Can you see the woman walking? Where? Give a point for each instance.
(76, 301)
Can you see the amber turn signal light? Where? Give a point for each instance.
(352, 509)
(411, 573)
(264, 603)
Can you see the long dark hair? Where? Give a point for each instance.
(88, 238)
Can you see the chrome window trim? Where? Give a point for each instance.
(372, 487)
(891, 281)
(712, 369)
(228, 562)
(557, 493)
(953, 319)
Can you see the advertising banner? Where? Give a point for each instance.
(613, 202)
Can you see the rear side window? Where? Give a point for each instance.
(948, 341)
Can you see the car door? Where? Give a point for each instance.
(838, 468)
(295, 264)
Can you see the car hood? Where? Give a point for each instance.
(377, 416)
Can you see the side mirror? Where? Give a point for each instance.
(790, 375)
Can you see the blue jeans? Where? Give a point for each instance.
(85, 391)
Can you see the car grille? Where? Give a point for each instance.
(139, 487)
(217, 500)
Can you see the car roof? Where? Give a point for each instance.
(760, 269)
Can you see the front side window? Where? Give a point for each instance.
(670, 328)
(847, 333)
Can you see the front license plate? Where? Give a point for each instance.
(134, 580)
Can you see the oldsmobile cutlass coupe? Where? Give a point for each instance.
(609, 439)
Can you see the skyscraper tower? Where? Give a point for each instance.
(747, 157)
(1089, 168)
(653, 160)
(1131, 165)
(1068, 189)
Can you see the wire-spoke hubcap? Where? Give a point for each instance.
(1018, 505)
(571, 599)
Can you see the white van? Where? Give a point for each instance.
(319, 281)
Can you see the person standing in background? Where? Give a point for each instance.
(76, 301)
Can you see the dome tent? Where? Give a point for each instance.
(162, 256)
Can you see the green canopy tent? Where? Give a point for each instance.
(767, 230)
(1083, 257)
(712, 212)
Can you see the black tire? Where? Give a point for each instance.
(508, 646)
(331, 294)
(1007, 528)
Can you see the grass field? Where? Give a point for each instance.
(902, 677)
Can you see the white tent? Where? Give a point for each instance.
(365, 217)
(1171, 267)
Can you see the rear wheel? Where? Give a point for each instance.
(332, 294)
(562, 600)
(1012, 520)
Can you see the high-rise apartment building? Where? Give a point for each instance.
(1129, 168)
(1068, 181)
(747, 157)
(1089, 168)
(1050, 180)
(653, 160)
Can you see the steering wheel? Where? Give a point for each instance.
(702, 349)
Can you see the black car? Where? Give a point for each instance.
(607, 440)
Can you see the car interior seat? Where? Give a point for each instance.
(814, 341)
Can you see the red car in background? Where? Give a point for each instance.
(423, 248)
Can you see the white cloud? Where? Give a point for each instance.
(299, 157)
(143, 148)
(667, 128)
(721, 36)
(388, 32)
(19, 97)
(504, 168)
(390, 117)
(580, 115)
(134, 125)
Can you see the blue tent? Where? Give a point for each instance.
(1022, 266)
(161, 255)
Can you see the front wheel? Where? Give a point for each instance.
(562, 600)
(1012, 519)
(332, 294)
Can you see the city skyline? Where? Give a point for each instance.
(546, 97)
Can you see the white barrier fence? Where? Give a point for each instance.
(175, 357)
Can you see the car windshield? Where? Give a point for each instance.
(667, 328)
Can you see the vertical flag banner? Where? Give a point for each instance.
# # # # # # #
WORK TO BE COMPLETED: Set out every record in full, exactly as given.

PROBLEM SOLUTION:
Can you see the woman walking? Where? Give a point for each instance.
(76, 301)
Can you see the amber turn signal light? Where? Give a point for each instance.
(352, 509)
(411, 573)
(264, 603)
Can you see the long dark hair? Where? Give a point for each instance.
(88, 238)
Can you see the chrome window trim? Where? Give a point for each instance.
(372, 487)
(891, 281)
(712, 369)
(228, 562)
(557, 493)
(953, 319)
Can you see the advertising banner? Where? Give a point for each instance.
(613, 202)
Can you see the rear side window? Where? Give a point for each instance.
(948, 341)
Can you see the car door? Where? Give a point for each instance.
(838, 468)
(295, 264)
Can you see the car hood? Where? Give a point for each instance.
(377, 416)
Can you see the side mirror? Where? Give a point for each instance.
(790, 375)
Can you see the blue jeans? Where? Give a point for each instance.
(85, 391)
Can you see the car grille? Where? Give a point for each instance.
(139, 487)
(217, 500)
Can you see the car roof? Where? Give a point for each instance.
(760, 269)
Can you see the front side window? Where? Give a point for each instance.
(670, 328)
(847, 333)
Can you see the front license plate? Where? Give a point for each instance.
(134, 580)
Can you see the oldsmobile cutlass coupe? Where? Give a point for each instance.
(609, 439)
Can you see the skyscraper tower? Where? Give a point for each instance.
(747, 157)
(1089, 168)
(653, 160)
(1131, 165)
(1068, 189)
Can you see the wire-spoke hubcap? Where? Give a point for each instance.
(1018, 505)
(571, 599)
Can you see the white van? Where? Give a point for each instance.
(319, 281)
Can you see the person standing in background? Where? Give a point for each instance.
(76, 301)
Can you see the dome tent? Where? Give a point for each instance.
(162, 256)
Can you see the green canopy tent? Where? Give a point for each instance.
(767, 230)
(1083, 257)
(712, 212)
Can you see the black tire? Where? Give a point for each instance.
(508, 646)
(331, 294)
(1007, 528)
Can you see the grass field? Where? Give a point for each instance.
(902, 677)
Can you see the white tent? Where? Give a point for each instance.
(365, 217)
(1171, 267)
Can you see the rear wheel? Where? Give a point for each instance.
(332, 294)
(562, 600)
(1012, 520)
Can you see the high-rise apartment building? Where? Give a point for each instance.
(1129, 168)
(1068, 181)
(747, 157)
(1089, 168)
(1050, 180)
(653, 160)
Can you see the steering wheel? Where? Give a point for each instance.
(702, 349)
Can you see the black car? Where? Give a point for each instance.
(607, 440)
Can you see the car interior seat? Where? Give a point for each instance.
(814, 341)
Can you see the red car in background? Where? Give a point for each instance.
(423, 248)
Can you see the white cloud? Where? Give a point for each instance.
(299, 157)
(143, 148)
(667, 128)
(721, 36)
(388, 32)
(19, 97)
(504, 168)
(390, 117)
(580, 115)
(134, 125)
Can you see the blue tent? Where? Give a point for each instance.
(1022, 266)
(161, 255)
Can you see the front wheel? Where? Give a point for each instance.
(562, 600)
(1012, 519)
(332, 294)
Can you see the city skyline? Where? Give a point for each instance.
(546, 97)
Can you see the white barrier fence? Where? Give a point for each instance.
(175, 357)
Can you see the car windshield? Where? Give a point for each instance.
(667, 328)
Can you see the vertical flag banner? Where? Give a point for each instance.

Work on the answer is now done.